**What needs to be done:**
Lines from the one containing "of the mercury" through the end of the data are to be returned exactly, and no others.

Dataset rows

>> begin

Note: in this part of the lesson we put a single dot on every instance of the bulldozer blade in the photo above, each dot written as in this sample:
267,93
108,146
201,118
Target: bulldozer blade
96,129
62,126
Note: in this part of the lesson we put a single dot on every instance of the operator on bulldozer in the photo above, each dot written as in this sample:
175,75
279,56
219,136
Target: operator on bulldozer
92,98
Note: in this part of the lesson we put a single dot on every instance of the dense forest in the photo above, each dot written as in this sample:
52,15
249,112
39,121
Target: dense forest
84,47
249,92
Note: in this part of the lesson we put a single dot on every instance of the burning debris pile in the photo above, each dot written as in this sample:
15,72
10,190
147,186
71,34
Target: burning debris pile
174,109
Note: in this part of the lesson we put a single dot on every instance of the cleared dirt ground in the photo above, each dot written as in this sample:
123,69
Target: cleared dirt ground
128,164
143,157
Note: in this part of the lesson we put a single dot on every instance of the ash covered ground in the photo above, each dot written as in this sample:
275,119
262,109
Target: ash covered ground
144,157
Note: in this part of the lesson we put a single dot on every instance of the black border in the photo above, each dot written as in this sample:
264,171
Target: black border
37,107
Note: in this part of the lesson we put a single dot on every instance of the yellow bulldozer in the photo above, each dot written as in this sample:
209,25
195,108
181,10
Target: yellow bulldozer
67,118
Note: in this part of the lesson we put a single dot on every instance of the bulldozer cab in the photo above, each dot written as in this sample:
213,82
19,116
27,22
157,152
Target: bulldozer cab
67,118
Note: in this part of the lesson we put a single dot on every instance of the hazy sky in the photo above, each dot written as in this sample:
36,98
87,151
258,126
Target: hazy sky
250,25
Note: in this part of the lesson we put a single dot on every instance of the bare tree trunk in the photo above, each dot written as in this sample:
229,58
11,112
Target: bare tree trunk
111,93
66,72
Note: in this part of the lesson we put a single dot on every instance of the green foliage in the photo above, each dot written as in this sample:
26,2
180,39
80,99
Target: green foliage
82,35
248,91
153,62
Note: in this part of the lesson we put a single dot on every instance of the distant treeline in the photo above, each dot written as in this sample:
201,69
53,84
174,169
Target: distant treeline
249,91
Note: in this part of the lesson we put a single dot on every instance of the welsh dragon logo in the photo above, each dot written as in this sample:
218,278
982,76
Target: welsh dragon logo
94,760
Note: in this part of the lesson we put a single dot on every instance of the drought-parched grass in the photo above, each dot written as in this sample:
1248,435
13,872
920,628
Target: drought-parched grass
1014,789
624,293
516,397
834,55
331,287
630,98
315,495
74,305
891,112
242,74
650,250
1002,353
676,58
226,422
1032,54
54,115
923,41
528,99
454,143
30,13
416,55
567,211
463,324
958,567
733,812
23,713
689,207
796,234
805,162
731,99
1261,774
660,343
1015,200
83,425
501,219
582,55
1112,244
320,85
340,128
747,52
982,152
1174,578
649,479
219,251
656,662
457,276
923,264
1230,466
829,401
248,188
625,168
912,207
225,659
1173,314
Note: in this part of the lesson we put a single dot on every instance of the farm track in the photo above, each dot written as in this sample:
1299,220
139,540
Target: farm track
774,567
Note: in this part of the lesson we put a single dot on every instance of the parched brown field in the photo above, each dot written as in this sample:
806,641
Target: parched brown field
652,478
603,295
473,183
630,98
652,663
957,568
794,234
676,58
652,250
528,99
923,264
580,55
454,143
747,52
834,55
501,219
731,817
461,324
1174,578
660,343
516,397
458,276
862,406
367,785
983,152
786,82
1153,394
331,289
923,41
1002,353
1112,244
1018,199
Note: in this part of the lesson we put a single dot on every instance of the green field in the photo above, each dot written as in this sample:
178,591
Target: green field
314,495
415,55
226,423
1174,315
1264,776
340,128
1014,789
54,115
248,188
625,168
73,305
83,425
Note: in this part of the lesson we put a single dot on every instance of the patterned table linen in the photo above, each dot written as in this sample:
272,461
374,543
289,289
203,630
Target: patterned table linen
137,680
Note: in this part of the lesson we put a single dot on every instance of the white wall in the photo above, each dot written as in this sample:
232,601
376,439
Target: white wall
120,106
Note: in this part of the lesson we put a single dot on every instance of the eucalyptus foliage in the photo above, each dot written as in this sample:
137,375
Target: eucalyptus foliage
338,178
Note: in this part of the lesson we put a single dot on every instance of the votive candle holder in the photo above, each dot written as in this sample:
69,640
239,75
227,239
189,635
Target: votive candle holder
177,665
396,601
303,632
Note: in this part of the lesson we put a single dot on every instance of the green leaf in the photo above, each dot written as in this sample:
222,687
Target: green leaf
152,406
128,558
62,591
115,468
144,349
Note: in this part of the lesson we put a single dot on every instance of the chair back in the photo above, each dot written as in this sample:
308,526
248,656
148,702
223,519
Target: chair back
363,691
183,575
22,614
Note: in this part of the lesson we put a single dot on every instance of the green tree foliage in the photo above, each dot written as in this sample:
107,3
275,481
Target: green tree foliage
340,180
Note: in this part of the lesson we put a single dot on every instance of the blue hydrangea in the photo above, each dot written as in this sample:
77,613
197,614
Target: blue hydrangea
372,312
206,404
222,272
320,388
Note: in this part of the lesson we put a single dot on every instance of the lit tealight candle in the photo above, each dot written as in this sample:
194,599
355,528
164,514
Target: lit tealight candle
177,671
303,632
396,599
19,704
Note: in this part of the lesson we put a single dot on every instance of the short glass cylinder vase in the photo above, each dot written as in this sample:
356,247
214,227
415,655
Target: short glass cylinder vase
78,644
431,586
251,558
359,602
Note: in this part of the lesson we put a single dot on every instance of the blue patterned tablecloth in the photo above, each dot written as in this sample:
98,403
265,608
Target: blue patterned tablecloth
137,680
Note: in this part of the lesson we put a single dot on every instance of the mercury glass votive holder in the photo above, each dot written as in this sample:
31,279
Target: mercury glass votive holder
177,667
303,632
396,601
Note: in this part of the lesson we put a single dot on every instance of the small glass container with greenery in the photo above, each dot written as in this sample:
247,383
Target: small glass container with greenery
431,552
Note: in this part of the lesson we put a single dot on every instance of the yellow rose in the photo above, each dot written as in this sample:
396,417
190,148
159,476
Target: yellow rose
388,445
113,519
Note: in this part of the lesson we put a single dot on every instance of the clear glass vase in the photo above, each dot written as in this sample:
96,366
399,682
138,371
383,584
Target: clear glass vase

>> end

**Exercise response:**
Note: in this part of the lesson we put a single dot on every instance of the mercury glass votive holder in the photo above, each dot written as in this sample:
31,279
Target: mercury glass votive holder
177,667
303,632
396,601
Note: in this part of the lesson we put a single dot on every instance of the small glass container with greenery in the photo above, each dot written as in this sample:
247,383
Target: small glass container with greenery
431,552
Note: in this part of the lesson we put a single dot on every instance of the yellow rose in the photo above, each dot written as in this sample:
396,417
190,148
159,476
Target: yellow rose
388,445
113,519
Note: in this part of the lesson we put a single dot on every instance of the clear glass vase in the photo above, each dot written as in this sample:
96,366
399,682
138,371
383,584
Target: clear glass vase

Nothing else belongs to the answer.